(Collected data)
-=-=-

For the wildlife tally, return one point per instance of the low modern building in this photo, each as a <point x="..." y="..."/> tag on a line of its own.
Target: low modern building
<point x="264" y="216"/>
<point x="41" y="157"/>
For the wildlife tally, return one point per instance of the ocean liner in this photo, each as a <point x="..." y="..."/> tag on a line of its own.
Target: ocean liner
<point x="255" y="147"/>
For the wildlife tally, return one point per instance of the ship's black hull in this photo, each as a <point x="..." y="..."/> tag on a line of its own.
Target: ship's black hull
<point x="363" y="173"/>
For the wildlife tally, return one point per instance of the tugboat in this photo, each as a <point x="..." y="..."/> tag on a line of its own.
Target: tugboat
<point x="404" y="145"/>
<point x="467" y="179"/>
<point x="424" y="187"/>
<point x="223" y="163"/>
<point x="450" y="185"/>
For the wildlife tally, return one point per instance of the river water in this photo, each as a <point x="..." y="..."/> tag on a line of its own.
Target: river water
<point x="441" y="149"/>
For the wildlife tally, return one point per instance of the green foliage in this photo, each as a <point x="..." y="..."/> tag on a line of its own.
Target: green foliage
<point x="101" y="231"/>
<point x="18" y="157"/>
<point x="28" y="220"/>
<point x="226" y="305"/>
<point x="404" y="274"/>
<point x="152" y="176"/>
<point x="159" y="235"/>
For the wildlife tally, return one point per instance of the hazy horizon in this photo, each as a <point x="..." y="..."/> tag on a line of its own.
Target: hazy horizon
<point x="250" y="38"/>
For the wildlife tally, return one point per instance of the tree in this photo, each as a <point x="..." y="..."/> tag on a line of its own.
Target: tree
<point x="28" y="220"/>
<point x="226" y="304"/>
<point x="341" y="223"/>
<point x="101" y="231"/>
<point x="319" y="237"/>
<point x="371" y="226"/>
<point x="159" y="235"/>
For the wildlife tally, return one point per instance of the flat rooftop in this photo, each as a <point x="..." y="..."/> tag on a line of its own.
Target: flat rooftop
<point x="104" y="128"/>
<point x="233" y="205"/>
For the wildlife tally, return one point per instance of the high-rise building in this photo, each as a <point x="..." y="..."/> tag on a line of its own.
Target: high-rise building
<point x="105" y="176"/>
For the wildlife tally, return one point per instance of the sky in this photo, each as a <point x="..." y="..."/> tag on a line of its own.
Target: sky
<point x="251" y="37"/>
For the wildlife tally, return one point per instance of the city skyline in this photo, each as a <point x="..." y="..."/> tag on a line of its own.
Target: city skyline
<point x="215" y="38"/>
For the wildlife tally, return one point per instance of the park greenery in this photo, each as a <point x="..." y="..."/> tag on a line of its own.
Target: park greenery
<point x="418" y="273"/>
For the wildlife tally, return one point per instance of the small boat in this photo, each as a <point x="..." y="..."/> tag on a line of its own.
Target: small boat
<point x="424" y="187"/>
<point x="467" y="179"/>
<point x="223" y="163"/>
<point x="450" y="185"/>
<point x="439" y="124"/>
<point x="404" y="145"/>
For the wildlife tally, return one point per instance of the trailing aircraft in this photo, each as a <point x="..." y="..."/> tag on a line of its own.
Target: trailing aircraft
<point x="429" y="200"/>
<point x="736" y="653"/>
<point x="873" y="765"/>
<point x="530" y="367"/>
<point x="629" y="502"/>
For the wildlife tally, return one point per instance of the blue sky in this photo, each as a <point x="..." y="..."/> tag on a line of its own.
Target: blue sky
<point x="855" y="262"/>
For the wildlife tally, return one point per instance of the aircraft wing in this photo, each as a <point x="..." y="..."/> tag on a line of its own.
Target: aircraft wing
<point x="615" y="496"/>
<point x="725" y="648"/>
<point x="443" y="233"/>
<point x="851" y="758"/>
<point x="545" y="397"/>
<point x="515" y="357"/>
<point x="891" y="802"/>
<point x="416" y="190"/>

-=-=-

**Instructions to follow**. Your reply should consist of the records, duplicated exactly.

**Response**.
For the wildlife tally, return one point per instance of the low modern building in this photo, each as a <point x="..." y="..."/> tag on a line of its own.
Target: low modern building
<point x="264" y="216"/>
<point x="41" y="157"/>
For the wildlife tally, return one point per instance of the ocean liner in this photo, each as a <point x="..." y="..."/> tag on a line of its own.
Target: ocean liner
<point x="255" y="147"/>
For the wildlife tally, return one point per instance of the ship's black hull in this photo, each as a <point x="..." y="..."/> tag on a line of its own.
Target: ship's black hull
<point x="363" y="173"/>
For the wildlife tally, return one point per instance of the tugboat in this photo, each as a <point x="..." y="..."/> tag on a line of its own.
Target: tugboat
<point x="404" y="145"/>
<point x="467" y="179"/>
<point x="424" y="187"/>
<point x="223" y="163"/>
<point x="450" y="185"/>
For the wildlife tally, return one point per instance of the river water in this photo, each as a <point x="..." y="..."/> tag on a line of its own.
Target: river water
<point x="441" y="149"/>
For the wildlife tally, return one point per instance of the green foliage in this photo, each as a <point x="..." y="..."/> tag on a line of its own.
Target: green foliage
<point x="101" y="231"/>
<point x="18" y="157"/>
<point x="28" y="220"/>
<point x="226" y="305"/>
<point x="404" y="274"/>
<point x="152" y="176"/>
<point x="159" y="235"/>
For the wildlife tally, return one point per instance of the hazy horizon in this photo, each as a <point x="..." y="..."/> tag on a line of its own.
Target: hazy horizon
<point x="250" y="38"/>
For the wildlife tally, return one point per instance of the tree in this photo, each as a <point x="..." y="..."/> tag on a line of its own.
Target: tree
<point x="28" y="220"/>
<point x="226" y="304"/>
<point x="341" y="223"/>
<point x="101" y="231"/>
<point x="319" y="237"/>
<point x="371" y="226"/>
<point x="159" y="235"/>
For the wildlife tally, return one point per instance of the flat rooftop in this photo, each as a <point x="..." y="..."/> tag on a line of its own.
Target: flat rooftop
<point x="104" y="128"/>
<point x="233" y="205"/>
For the wildlife tally, return one point per instance of the high-rise building in this photo, each as a <point x="..." y="..."/> tag on a line of its own.
Target: high-rise building
<point x="105" y="176"/>
For the wildlife tally, return one point per instance of the sky in this photo, each as a <point x="..." y="..."/> tag on a line of its own.
Target: sky
<point x="251" y="37"/>
For the wildlife tally, return one point per instance of the city skyline in this photo, each as a <point x="..." y="..."/> tag on a line of its own.
Target: city skyline
<point x="215" y="38"/>
For the wildlife tally, return one point per instance of the park greenery in this photo, each as a <point x="..." y="..."/> tag on a line of its own.
Target: park greenery
<point x="418" y="273"/>
For the wildlife tally, return one point per instance of the small boat in this photo, each as a <point x="..." y="..."/> tag on a line of its own.
Target: small boat
<point x="424" y="187"/>
<point x="467" y="179"/>
<point x="223" y="163"/>
<point x="450" y="185"/>
<point x="439" y="124"/>
<point x="404" y="145"/>
For the wildlife tally, return one point per instance of the trailing aircraft in this photo, each as a <point x="..." y="..."/> tag on a line of its own.
Target: trailing aircraft
<point x="429" y="200"/>
<point x="736" y="653"/>
<point x="873" y="765"/>
<point x="530" y="367"/>
<point x="629" y="502"/>
For the wildlife tally, return one point per instance of the blue sky in this photo, each as a <point x="..." y="..."/> tag on a line of its own.
Target: blue sky
<point x="855" y="262"/>
For the wildlife tally, return one point per instance of the aircraft wing in this photo, each as a <point x="..." y="..."/> tag on a line of its own.
Target: aircraft wing
<point x="615" y="496"/>
<point x="725" y="648"/>
<point x="443" y="233"/>
<point x="851" y="758"/>
<point x="545" y="397"/>
<point x="515" y="357"/>
<point x="891" y="802"/>
<point x="416" y="190"/>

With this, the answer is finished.